MATERIAL SHOWN:
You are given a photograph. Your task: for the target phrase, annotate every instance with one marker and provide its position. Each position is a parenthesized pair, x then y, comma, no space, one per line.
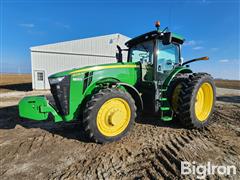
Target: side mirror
(167,38)
(119,54)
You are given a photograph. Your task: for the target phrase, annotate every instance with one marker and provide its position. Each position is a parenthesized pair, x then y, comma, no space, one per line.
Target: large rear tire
(196,100)
(109,115)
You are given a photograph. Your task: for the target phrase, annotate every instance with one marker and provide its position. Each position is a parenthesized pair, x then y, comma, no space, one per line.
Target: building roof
(100,45)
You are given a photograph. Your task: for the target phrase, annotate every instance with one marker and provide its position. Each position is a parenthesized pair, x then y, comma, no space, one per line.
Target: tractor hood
(93,68)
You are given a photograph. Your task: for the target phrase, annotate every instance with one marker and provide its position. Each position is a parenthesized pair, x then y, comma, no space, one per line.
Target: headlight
(55,80)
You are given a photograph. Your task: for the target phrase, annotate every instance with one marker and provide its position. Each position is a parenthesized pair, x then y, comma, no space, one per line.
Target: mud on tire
(187,99)
(91,112)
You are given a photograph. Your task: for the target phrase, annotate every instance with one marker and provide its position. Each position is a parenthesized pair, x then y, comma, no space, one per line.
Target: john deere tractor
(108,97)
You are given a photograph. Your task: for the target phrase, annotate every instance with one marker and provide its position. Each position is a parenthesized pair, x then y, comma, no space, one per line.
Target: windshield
(142,52)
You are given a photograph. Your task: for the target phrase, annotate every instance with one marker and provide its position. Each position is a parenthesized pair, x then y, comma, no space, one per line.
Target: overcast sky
(211,28)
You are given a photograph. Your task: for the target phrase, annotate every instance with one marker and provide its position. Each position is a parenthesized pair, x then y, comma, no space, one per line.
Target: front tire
(196,100)
(109,115)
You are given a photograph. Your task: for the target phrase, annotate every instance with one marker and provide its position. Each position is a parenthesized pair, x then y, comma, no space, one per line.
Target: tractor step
(165,108)
(166,118)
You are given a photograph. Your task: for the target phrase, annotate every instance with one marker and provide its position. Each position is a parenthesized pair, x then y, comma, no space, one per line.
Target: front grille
(61,92)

PROBLEM TO SOLVE:
Your copy of the data above should match it exactly, except that pictures are left out.

ANSWER IN FULL:
You are given a photograph. Your task: for the target phrase, annotate every instance with one marker and provide its position. Each position is a parenthesized pair, x then y, comma, no space, one per line.
Target: side mirror
(167,38)
(119,54)
You are given a photograph. Your task: for the target phrase, annotate every instance with one marker and provide its position. Each position is a parenthesized pair, x then y, comma, no space, one per line.
Target: large rear tire
(196,100)
(109,115)
You are given a photograph. Your task: for the target phrase, annotate every instance with one marker and provide its position. Each position is a parenthesized pair, x then y, comma, no space, one per line.
Target: building roof
(100,45)
You are given a photograph. Your task: for the target phrase, annotate every instance with one marker and provide its position. Each position is a parenthesized pair, x then y, comma, no space, one per line.
Target: tractor hood
(93,68)
You are given a photograph. Your task: for the target phrase, annotate every instance with one marker and provide its position. Each position is a parenthesized pair, x then y, comma, no space, one per line.
Target: headlight
(55,80)
You are given a photograph. Your task: for the target phrase, annotate every instance with one marker and provide its position. Each position is a parenthesized pair, x then y, comma, no space, one per line.
Target: mud on tire
(187,99)
(91,112)
You are given a photograph. Your task: for the target phrase, annotate every instance with one marker and provide its position. Each position is a parenthesized pair, x then y, comma, no space, one per line.
Target: john deere tractor
(108,97)
You are given a photograph. Your task: for the target phrase, annotate every instance with one marker and provide its position. Each position is a parenthesized pair, x then y, comma, no space, one per line.
Target: windshield
(142,52)
You are given a photograph. Your task: for the target phrase, annotate every instance with one marker and provide its position. Each position is a parenthesized pair, x then y, comma, no space, one per line.
Target: overcast sky
(211,28)
You are given a photograph. Your task: for the target phrase, annotate every instance with one marker and provide its position. Each position is a parenthesized pair, x then y, comma, no space, one per line.
Target: front tire
(196,100)
(109,115)
You are given a photograph. Your task: for the target phrase, annotate every instance with one marker and provide its position. Each position is a parenthesized pair, x then y, comma, no space, one per line.
Target: tractor step
(165,108)
(166,118)
You are given a photograph. Your task: for the target phrase, annotate every instance with one marker and provide its position. Each position is a parenthesized pair, x then y, comma, no space, one per line.
Target: front grille
(61,92)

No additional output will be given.